> **Stored data**:
-----

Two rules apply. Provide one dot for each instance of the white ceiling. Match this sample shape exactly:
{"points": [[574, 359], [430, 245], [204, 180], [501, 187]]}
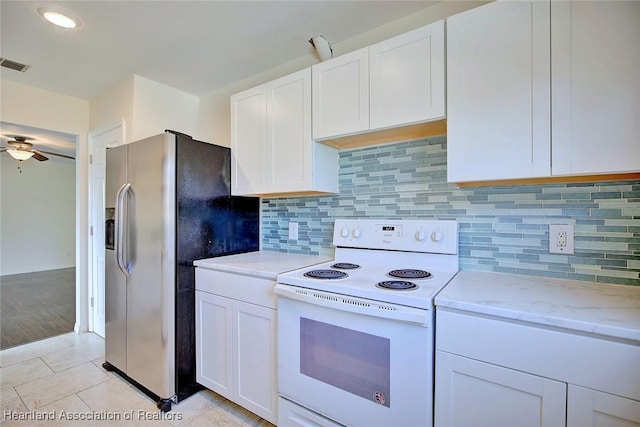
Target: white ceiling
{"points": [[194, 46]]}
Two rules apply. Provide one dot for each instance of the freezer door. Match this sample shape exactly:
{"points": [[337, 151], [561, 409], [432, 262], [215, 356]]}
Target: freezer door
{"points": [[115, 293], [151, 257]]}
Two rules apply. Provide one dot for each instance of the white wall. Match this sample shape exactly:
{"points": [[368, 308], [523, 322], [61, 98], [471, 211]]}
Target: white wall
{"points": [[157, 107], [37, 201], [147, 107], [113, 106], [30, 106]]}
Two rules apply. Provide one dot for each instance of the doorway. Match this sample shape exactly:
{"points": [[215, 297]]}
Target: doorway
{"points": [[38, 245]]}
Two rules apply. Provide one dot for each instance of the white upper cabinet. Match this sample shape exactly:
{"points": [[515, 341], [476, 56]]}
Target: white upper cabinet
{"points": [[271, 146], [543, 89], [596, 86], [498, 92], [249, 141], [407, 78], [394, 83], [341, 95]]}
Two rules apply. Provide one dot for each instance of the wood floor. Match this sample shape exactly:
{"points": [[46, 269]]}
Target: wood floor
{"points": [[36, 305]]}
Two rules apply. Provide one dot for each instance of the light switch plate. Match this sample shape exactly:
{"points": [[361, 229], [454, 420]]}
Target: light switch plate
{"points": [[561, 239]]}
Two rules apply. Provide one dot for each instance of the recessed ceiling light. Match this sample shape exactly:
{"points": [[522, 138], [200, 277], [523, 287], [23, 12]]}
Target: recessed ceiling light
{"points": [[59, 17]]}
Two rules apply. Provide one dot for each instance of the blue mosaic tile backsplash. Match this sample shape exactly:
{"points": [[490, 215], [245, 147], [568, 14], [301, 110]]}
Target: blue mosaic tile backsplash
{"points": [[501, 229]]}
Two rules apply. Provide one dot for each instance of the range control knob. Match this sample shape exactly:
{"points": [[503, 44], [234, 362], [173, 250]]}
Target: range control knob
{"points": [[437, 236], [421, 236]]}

-----

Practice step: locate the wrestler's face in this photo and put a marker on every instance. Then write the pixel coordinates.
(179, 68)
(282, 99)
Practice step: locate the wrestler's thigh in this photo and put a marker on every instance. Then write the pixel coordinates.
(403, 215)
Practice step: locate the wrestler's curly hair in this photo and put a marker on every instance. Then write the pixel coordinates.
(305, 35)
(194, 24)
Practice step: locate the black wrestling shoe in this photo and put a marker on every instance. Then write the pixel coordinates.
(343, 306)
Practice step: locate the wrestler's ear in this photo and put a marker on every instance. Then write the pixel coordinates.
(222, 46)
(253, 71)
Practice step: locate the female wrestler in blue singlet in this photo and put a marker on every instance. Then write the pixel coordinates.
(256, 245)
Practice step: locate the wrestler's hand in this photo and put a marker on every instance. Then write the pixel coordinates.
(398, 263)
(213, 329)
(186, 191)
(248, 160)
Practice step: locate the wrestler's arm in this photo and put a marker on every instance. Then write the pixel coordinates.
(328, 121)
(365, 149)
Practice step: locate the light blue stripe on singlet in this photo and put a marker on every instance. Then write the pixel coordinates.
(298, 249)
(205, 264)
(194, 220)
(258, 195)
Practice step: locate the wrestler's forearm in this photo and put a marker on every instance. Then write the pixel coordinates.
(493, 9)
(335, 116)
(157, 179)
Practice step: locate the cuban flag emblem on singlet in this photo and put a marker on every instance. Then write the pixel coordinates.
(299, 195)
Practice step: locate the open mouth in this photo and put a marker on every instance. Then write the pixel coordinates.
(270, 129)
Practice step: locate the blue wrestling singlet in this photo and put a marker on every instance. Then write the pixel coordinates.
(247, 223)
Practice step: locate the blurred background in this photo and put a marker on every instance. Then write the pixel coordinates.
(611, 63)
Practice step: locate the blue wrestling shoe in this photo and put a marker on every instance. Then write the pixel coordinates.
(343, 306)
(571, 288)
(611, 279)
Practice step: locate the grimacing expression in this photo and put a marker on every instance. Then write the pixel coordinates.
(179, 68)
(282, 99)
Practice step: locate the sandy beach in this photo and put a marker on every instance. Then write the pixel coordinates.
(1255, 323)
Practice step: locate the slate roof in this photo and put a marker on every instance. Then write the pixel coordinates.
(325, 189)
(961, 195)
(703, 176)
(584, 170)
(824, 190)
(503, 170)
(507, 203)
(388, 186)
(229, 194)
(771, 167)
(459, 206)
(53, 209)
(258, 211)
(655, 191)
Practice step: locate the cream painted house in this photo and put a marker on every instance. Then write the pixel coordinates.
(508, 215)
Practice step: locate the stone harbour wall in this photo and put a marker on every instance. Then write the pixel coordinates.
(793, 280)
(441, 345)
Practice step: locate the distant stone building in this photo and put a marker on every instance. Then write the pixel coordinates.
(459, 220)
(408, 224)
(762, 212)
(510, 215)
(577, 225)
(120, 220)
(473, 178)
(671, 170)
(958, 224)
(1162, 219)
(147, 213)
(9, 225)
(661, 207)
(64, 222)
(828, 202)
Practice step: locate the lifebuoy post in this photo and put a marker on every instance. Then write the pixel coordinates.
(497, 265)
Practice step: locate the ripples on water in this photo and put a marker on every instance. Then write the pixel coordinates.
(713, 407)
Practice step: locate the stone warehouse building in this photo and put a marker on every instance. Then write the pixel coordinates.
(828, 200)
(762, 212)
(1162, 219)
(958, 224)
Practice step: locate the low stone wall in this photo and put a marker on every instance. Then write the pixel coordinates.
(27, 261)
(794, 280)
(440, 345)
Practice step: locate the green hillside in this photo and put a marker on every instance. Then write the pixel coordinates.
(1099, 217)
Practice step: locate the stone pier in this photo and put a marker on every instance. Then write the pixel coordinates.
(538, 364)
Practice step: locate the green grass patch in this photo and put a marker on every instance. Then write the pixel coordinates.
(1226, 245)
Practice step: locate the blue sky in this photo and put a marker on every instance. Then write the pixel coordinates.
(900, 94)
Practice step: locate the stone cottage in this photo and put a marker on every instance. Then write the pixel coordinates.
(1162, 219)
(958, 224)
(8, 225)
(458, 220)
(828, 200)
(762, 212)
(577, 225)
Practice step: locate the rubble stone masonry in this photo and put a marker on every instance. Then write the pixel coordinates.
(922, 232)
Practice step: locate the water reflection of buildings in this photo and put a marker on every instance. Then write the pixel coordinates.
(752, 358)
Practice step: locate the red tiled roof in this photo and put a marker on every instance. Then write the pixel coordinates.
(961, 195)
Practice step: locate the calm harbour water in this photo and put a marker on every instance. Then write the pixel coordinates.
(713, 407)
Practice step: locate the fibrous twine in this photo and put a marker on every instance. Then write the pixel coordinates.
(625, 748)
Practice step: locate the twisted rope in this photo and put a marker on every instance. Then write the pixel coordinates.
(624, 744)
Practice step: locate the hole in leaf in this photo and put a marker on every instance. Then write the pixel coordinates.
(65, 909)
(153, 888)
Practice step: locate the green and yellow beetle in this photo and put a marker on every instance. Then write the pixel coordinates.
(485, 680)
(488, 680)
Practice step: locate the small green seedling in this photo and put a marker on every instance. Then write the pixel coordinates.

-----

> **Instructions to follow**: Copy out the lines of the data where the string "Provide" occurs.

> **Response area**:
Two rules apply. Provide one dot for each instance of the white ceiling. Match this sample shape exactly:
Two rules apply. Provide one dot for each instance of the freezer door. Match this sample shape exactly:
Two rules apply. Provide one dot for each instance of the white wall. Match this sample shape exactly:
Two rules apply. Provide one dot for each instance of the doorway. Match this sample shape exactly:
Two rules apply. Provide one dot for each instance of the white upper cabinet. Match this sample shape exactly:
Two rules apply. Provide one dot for each instance of the wood floor. Match this sample shape exactly:
Two rules apply. Provide one dot for each instance of the light switch plate. Match this sample shape exactly:
Two rules apply. Provide one dot for each instance of the recessed ceiling light. Match this sample shape exactly:
Two rules apply. Provide one dot for each instance of the blue mosaic tile backsplash. Match this sample shape exactly:
Two rules apply. Provide one dot for each instance of the range control knob. Match this sample shape exactly:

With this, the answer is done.